**Task instructions:** State how many lines of the entries below contain the string "segment", with case counting, and give only that number.

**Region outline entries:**
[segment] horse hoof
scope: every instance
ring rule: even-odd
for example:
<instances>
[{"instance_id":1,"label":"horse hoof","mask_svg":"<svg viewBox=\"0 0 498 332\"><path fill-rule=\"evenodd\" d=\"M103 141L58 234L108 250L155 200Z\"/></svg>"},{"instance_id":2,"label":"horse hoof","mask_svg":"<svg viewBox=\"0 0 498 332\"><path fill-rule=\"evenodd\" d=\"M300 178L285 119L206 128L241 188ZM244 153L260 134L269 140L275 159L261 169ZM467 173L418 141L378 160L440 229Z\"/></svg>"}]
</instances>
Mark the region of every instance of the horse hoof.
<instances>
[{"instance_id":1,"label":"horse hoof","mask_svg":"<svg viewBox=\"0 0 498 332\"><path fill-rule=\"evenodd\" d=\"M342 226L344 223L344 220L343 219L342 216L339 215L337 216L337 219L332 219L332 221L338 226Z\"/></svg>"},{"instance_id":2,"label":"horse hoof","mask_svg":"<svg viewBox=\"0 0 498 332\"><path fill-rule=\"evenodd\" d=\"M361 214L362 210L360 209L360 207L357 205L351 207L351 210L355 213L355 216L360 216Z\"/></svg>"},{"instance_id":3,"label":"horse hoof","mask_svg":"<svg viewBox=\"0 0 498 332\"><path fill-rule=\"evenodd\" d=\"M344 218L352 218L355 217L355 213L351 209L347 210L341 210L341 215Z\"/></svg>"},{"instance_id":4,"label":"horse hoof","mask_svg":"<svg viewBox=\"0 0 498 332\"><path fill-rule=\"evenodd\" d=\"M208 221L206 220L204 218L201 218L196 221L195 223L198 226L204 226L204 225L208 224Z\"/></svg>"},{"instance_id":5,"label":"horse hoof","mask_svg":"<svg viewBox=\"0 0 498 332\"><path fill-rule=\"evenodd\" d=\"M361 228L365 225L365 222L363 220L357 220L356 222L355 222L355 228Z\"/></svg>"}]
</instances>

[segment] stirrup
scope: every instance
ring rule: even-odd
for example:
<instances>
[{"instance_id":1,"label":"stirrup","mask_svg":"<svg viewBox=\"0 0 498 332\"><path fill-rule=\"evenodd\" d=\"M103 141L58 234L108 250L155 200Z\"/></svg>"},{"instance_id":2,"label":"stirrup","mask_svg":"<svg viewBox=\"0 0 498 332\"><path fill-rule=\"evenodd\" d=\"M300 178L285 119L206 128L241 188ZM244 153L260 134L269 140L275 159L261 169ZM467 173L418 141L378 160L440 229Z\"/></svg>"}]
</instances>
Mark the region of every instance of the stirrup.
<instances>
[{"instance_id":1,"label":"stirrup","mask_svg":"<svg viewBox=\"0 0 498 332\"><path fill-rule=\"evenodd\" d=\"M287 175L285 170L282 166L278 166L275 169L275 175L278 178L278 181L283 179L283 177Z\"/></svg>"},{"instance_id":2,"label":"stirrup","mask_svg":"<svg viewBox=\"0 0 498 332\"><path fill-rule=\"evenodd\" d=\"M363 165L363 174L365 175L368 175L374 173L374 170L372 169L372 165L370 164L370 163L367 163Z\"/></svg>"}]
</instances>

**Output:** 2